» What you will do
a) Answer these questions about the court opinion, one line each, marked as they are:
(i) What was the amount of the judgment Thomas J. Bowen recovered against the city?
(ii) On what date did the fall happen?
(iii) What happened at the first trial of the case?
b) List every place name in the paragraph of the court opinion that begins "Appellee, Thomas J. Bowen".

191 Ky. 376 | Ky. Ct. App. | 1921
Opinion of the Court by
Affirming.
Appellee, Thomas J. Bowen, recovered a judgment in the Kenton circuit court against the city of Covington for the sum of $2,000.00 for personal injuries received by him in a fall on an. alleged defective pavement at the corner of Short Main and 13th streets in said city on December 16th, 1917, and this appeal is prosecuted by the city to reverse that judgment chiefly, if not solely, upon the grounds that the trial court allowed appellee to introduce as evidence certain X-ray pictures purporting to show the fractures of the bones in his foot and leg, without, as appellant city contends, sufficient qualification of the witnesses by whom they were introduced, and without sufficient verification of the photographs.
Two trials of the case have been had, but in the first one the jury failed to agree on a verdict.

» Extracted records
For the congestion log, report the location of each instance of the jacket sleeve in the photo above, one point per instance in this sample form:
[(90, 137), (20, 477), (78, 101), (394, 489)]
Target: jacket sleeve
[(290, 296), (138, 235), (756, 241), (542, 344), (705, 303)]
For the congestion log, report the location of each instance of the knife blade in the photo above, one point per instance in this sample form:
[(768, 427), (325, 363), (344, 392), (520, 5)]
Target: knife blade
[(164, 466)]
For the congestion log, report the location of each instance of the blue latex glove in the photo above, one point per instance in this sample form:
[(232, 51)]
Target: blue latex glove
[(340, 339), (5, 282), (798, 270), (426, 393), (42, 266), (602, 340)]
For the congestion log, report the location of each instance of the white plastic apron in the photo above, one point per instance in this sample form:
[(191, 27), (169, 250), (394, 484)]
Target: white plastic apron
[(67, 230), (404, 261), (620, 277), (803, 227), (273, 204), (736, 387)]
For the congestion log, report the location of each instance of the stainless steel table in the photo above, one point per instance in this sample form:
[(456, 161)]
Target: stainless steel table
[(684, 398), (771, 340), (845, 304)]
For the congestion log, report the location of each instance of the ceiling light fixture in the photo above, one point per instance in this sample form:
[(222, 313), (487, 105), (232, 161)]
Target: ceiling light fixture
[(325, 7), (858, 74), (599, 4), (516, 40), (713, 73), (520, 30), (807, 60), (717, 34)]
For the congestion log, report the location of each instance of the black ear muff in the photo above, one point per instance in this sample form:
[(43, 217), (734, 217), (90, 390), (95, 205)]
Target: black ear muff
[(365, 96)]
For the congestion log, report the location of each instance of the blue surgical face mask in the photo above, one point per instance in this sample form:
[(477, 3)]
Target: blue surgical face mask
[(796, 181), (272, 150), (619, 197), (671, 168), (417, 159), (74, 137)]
* * *
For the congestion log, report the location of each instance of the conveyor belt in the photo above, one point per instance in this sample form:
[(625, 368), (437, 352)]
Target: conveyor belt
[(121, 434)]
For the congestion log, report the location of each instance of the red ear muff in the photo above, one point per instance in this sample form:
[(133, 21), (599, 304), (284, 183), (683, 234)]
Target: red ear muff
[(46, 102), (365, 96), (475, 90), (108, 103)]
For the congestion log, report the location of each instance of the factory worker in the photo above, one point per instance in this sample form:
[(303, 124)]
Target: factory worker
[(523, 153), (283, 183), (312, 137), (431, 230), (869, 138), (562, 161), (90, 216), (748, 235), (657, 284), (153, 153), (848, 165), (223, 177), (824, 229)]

» Activity answers
a)
(i) $2,000.00
(ii) December 16th, 1917
(iii) The jury failed to agree on a verdict.

b)
Kenton
Covington
Short Main (street)
13th (street)